Instructions for the task
Omitting any pictures, transcribe the entries below exactly.
#### Records for this exercise
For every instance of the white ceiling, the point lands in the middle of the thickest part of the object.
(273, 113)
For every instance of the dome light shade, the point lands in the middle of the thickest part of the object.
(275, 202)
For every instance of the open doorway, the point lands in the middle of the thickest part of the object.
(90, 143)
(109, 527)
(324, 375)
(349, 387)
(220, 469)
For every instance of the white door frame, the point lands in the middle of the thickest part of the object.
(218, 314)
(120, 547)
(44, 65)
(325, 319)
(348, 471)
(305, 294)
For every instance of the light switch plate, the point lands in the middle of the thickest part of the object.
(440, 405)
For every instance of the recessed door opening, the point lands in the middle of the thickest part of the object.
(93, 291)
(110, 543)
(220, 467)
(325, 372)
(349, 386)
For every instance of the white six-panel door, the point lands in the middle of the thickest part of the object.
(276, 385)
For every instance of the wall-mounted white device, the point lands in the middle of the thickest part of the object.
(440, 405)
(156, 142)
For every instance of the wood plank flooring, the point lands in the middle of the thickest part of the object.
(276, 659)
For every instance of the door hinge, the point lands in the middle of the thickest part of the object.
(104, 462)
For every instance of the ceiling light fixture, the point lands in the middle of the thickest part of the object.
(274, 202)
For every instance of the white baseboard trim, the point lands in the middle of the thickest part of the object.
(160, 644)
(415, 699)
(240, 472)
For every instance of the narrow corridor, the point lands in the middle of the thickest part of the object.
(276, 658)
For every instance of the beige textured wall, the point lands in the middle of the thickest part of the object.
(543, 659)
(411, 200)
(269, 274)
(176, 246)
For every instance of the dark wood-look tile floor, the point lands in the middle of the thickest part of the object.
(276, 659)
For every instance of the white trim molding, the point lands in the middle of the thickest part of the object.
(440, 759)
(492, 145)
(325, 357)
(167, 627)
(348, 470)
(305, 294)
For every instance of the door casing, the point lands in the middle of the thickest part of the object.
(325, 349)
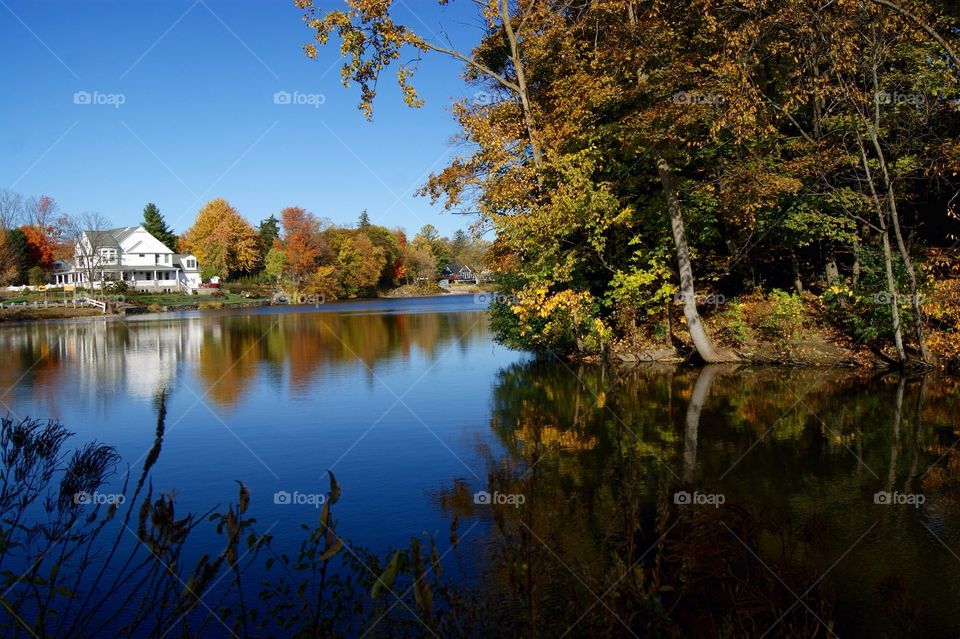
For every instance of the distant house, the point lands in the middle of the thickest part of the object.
(457, 272)
(129, 254)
########
Written answer
For every instance of the white ceiling, the point lands in the middle of the thickest part of the object.
(273, 113)
For every instance of the dome light shade, the point lands in the middle of the thickest part of the object.
(275, 202)
For every instance of the open doorway, the point lands in the middle of the thickest part of the object.
(90, 143)
(109, 527)
(324, 375)
(349, 387)
(220, 469)
For every instance of the white door frame, the point lands in the middle of the thickest part of the object.
(218, 314)
(120, 547)
(44, 65)
(325, 319)
(348, 471)
(305, 294)
For every instance of the light switch plate, the point lands in the middle of the thickest part of the object.
(440, 405)
For every instance of the recessed door opening, the point lands in the middle of the thickest part of the object.
(93, 291)
(110, 543)
(220, 467)
(325, 372)
(349, 386)
For every instance of the white six-panel door, the point lands in the middle of the thickest part of the object.
(276, 385)
For every instance of the wall-mounted white device, the point lands in the middle of the thickest part of the object.
(440, 405)
(156, 142)
For every instance of the wood plank flooring, the point lands in the middle of the thickest part of the object.
(276, 659)
For every instance of the door hinge, the point lands in the middle of the thickest part of the object.
(104, 462)
For every instance of the ceiling light fixture, the point lands in the middle of the thickest part of the object.
(274, 202)
For every instance of the white baseboard trim, the point lands in the middle of the thickest part of the object.
(160, 644)
(415, 699)
(240, 472)
For every instance of the narrow corridor, the point lands in the middle of the thickest part of the object.
(276, 658)
For every instance of the beige textured wall, the point lands in the middle of the thickest part of the object.
(543, 659)
(411, 200)
(269, 274)
(176, 246)
For every instance of the dark wood-look tile floor, the point lands in the middle of the thickest part of the object.
(276, 659)
For every instance of the white trim molding, the point lands in the middle of the thickest part of the object.
(440, 759)
(492, 145)
(325, 357)
(167, 627)
(348, 470)
(305, 294)
For every instance of the door casing, the point lands in the middle of the thickest part of the object.
(325, 349)
For every instance of the distant house, the point lands in the middle of the thickest part of the object.
(457, 272)
(129, 254)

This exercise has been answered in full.